__WORK INSTRUCTIONS__. Repeat the stretch of the data below from the line containing "Target: white football sock" through the line containing "pixel 788 789", both ends included, reproducing each line without any change.

Labeled-object pointing entries
**********

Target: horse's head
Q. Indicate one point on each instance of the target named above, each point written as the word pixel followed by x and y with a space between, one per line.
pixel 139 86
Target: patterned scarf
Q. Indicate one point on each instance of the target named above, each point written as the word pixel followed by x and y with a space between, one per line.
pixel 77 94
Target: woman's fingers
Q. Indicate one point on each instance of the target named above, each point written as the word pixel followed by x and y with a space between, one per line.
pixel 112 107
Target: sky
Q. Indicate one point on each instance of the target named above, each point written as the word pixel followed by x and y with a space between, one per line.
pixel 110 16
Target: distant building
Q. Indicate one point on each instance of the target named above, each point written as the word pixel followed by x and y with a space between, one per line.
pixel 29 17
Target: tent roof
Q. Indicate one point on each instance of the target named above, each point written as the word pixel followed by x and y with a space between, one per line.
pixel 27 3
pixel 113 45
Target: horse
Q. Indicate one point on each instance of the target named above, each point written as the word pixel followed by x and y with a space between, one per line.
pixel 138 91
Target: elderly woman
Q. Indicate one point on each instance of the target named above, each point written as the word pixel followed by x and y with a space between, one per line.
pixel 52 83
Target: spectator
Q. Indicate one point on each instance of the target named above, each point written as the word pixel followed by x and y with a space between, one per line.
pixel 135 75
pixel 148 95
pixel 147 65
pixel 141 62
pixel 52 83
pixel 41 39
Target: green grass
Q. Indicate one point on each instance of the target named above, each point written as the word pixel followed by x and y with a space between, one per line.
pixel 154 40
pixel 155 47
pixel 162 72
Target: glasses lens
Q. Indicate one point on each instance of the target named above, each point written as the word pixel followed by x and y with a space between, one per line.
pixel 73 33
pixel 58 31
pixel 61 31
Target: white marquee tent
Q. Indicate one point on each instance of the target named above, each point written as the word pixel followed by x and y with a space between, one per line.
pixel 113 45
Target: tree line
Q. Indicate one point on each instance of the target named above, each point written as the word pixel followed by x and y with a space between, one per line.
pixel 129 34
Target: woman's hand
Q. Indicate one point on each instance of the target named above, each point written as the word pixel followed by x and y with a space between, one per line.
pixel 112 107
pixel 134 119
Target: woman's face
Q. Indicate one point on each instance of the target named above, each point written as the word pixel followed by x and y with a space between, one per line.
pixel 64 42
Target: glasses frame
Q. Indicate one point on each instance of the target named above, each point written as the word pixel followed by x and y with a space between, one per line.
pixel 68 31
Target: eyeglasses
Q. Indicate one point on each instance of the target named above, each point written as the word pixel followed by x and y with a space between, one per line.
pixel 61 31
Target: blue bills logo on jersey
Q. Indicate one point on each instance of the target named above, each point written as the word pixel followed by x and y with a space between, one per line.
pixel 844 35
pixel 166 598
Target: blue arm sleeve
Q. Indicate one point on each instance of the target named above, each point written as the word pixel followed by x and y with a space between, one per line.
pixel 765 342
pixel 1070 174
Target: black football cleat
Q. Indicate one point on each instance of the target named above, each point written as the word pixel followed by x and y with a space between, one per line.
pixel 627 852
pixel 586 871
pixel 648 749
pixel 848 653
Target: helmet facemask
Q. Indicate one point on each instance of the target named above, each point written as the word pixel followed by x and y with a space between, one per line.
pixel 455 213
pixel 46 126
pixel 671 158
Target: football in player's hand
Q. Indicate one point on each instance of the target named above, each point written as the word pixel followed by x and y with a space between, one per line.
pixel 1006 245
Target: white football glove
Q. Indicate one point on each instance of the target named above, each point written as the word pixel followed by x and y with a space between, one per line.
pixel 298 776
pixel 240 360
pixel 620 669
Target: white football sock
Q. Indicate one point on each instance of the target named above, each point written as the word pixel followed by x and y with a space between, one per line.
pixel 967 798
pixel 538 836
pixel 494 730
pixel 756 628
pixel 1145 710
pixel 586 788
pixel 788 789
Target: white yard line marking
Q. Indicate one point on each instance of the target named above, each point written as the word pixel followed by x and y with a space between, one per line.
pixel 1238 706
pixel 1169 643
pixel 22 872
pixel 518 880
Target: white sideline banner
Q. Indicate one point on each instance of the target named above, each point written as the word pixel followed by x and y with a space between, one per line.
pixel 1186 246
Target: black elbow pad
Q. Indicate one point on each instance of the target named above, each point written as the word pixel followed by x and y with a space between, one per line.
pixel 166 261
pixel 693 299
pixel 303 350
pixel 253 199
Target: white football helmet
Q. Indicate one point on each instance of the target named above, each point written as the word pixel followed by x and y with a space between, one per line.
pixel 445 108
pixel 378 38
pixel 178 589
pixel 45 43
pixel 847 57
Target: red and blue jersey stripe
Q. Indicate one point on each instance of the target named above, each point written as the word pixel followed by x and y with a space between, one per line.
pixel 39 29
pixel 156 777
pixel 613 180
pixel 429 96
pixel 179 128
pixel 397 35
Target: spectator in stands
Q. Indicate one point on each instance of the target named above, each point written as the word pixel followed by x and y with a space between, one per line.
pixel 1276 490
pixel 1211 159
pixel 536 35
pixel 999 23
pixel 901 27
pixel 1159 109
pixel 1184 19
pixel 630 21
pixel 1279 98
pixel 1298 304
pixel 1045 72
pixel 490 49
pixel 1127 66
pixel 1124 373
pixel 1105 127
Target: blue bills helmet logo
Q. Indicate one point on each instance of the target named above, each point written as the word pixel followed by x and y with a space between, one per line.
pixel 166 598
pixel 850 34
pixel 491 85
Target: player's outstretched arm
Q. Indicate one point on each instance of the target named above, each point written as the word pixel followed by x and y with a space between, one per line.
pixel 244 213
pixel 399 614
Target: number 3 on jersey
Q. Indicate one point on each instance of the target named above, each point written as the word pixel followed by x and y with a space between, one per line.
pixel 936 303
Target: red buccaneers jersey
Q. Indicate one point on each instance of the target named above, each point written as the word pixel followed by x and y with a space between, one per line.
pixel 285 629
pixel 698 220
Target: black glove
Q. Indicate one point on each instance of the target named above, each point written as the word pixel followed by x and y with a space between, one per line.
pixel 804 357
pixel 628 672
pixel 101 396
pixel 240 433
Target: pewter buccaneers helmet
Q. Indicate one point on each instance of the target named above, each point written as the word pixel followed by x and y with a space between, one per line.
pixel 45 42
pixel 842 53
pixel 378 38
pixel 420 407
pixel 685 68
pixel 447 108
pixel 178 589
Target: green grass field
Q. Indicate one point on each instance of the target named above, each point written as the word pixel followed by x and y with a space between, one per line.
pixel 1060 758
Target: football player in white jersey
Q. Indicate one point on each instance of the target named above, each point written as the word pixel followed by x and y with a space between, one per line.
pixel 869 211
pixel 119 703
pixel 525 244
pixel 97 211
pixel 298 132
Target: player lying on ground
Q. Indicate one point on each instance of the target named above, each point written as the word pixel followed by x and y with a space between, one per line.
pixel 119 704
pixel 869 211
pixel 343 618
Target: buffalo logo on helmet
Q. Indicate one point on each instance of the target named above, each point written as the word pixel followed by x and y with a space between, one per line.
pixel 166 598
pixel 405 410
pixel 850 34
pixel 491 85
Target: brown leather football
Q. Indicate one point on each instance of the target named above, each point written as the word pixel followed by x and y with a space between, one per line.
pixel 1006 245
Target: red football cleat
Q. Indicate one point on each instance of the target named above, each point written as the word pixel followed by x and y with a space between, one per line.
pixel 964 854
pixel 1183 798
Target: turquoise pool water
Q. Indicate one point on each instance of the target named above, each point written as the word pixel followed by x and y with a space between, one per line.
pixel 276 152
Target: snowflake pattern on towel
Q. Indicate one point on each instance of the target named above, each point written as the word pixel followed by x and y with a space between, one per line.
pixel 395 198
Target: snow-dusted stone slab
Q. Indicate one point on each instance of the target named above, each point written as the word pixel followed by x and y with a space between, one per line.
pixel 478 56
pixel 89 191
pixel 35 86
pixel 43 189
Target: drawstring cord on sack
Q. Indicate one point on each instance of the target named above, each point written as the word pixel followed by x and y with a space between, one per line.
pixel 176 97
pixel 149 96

**********

__RESPONSE TO THIS TASK__.
Target: white football sock
Q. Indicate one point on each instance of the target named above, each point written as the word pixel followed by x and y with a space between, one per line.
pixel 967 798
pixel 538 836
pixel 494 730
pixel 756 628
pixel 1145 710
pixel 586 788
pixel 788 789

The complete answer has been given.